• KUTIPAN TEKS:

========

Ketegangan antara pemerintah desa dan pemerintah daerah kembali mencuat. Kali ini terjadi di Kabupaten Mojokerto, ketika audiensi perwakilan kepala desa dan perangkat desa dengan Sekretaris Daerah (Sekda) Pemerintah Kabupaten Mojokerto berakhir tanpa kesepakatan. Kekecewaan massa pun memuncak. Aspirasi yang disuarakan tidak menemukan titik temu, sementara tuntutan terkait Alokasi Dana Desa (ADD) terus mengemuka.
Situasi ini membuka kembali diskusi publik yang lebih luas: apakah pengelolaan ADD selama ini sudah tepat sasaran dan benar-benar dirasakan manfaatnya oleh masyarakat desa?
ADD dan Perannya dalam Pembangunan Desa
Alokasi Dana Desa (ADD) merupakan dana yang bersumber dari Anggaran Pendapatan dan Belanja Daerah (APBD) kabupaten/kota, yang dialokasikan untuk desa. ADD berbeda dengan Dana Desa (DD) yang bersumber dari APBN. Meski berbeda sumber, keduanya memiliki tujuan yang sama: memperkuat pemerintahan desa dan meningkatkan kesejahteraan masyarakat.
ADD selama ini digunakan untuk:
-
Penghasilan tetap (siltap) kepala desa dan perangkat desa
-
Operasional pemerintahan desa
-
Kegiatan pembinaan dan pemberdayaan masyarakat
Bagi desa, ADD bukan sekadar angka dalam anggaran, tetapi penopang utama roda pemerintahan desa.

========

• DATA TERCATAT:
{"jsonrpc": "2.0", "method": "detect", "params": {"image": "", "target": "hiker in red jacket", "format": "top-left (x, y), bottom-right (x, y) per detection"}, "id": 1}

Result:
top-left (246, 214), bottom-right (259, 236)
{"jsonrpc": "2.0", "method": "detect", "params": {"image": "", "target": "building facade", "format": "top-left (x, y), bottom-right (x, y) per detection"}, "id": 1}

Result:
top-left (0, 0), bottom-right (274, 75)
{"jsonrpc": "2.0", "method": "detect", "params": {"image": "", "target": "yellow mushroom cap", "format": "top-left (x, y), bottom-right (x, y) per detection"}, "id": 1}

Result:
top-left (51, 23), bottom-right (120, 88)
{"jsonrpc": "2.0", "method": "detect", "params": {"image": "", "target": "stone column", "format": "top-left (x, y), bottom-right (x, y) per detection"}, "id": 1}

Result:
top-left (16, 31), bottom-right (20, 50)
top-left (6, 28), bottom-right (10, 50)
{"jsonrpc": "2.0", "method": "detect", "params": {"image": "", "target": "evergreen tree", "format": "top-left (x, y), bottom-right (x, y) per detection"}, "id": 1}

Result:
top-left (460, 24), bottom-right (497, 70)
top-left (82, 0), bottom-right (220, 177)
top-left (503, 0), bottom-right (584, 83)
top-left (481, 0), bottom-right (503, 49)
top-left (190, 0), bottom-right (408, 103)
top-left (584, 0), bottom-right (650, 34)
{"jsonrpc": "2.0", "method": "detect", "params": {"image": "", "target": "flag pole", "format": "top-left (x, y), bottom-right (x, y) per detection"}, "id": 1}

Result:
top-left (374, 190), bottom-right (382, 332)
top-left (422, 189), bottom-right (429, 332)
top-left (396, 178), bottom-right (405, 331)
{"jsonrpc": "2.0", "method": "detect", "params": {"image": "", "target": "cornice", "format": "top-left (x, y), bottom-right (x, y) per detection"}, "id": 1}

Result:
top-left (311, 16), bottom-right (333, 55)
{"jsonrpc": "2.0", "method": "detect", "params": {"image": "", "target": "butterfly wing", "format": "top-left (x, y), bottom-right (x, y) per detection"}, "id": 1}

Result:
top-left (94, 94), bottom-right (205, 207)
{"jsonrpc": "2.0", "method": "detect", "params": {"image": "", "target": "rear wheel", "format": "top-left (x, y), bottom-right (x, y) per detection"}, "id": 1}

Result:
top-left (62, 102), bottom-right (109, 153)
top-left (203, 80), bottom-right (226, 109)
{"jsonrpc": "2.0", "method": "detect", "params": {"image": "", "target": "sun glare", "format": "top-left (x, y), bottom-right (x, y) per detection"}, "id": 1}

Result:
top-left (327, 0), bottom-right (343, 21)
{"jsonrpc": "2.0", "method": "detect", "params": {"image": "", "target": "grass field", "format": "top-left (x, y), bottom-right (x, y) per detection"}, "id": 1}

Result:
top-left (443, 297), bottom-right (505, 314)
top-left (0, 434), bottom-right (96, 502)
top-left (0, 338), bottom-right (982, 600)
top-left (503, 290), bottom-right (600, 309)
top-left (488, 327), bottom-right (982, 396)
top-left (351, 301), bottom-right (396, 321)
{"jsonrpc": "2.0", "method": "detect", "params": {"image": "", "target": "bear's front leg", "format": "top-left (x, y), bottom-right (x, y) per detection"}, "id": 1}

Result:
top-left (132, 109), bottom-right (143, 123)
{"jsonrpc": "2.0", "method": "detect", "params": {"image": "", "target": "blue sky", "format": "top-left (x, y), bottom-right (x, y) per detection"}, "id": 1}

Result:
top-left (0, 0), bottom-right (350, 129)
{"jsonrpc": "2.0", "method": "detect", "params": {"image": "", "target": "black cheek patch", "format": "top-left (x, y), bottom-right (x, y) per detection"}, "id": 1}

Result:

========

• SOAL LATIHAN:
a: Menurut teks tentang Alokasi Dana Desa, dari mana sumber ADD?
b: Tulis ulang semua baris entri, dari awal entri hingga baris yang memuat "top-left (246, 214), bottom-right (259, 236)", dengan mengganti "red jacket" menjadi "yellow raincoat" tanpa mengubah bagian lainnya.

• JAWABAN LATIHAN:
a: ADD bersumber dari Anggaran Pendapatan dan Belanja Daerah (APBD) kabupaten/kota.

b:
{"jsonrpc": "2.0", "method": "detect", "params": {"image": "", "target": "hiker in yellow raincoat", "format": "top-left (x, y), bottom-right (x, y) per detection"}, "id": 1}

Result:
top-left (246, 214), bottom-right (259, 236)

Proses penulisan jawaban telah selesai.